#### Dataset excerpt

· · · · ·

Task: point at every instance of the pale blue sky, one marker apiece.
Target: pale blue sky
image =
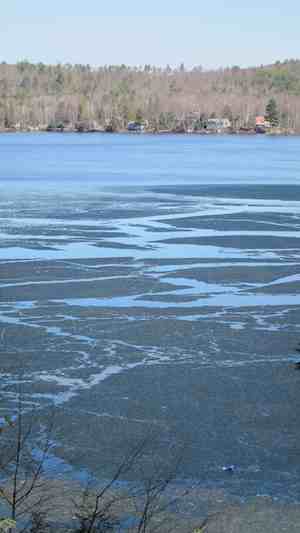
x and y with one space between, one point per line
211 33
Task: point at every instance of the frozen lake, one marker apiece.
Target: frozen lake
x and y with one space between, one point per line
153 282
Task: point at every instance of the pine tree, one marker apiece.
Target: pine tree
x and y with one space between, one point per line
272 113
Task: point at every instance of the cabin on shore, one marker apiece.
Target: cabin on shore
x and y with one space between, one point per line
136 127
261 124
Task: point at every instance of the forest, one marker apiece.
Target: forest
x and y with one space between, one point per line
39 96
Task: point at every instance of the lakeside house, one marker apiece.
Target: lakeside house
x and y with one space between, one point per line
136 127
218 125
261 124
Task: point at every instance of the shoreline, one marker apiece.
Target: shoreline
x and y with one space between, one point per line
157 133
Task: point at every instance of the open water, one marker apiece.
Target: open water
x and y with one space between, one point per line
151 284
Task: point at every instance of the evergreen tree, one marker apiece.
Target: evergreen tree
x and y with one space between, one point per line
272 113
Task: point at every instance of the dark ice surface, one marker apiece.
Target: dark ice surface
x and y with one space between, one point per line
158 307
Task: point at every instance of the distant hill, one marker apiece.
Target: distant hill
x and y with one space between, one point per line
61 95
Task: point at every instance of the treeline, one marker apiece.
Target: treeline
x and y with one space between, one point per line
38 95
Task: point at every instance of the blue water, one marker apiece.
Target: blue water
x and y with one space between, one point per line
132 159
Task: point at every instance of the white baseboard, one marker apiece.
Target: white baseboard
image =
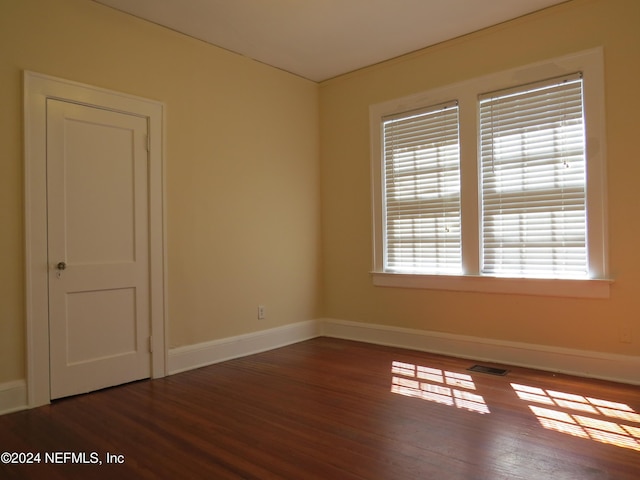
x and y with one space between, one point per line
207 353
617 368
13 396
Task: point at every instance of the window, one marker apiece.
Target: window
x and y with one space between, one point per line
500 191
533 181
422 191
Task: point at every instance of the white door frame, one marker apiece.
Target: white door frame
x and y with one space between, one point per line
37 89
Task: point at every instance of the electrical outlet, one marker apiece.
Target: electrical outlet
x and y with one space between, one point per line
625 334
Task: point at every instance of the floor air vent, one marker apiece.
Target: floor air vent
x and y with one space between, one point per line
489 370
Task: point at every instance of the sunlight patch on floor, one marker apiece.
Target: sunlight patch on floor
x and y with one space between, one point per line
435 385
583 417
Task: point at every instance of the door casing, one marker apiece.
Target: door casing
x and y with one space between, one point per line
37 89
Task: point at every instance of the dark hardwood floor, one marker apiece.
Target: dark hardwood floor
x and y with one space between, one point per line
334 409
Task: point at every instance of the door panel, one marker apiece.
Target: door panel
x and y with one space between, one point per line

· · · · ·

Could you scale the records from the line with "Task: point at every instance of the door casing, one" through the end of the records, both ends included, and give those lines again with the requests? Multiply every x and y coordinate in the answers by 0.5 and round to whole numbers, with halves rounded up.

Task: point at every instance of the door casing, one marker apiece.
Target: door casing
x and y with one space between, one point per line
19 45
Task: point at every instance of the dark hardwood floor, one marker apiece.
Target: dark hardwood floor
x and y with one space between, one point per line
167 205
Task: point at every instance of the door panel, one marker apiece.
Target: door panel
x and y with one space between, one point per line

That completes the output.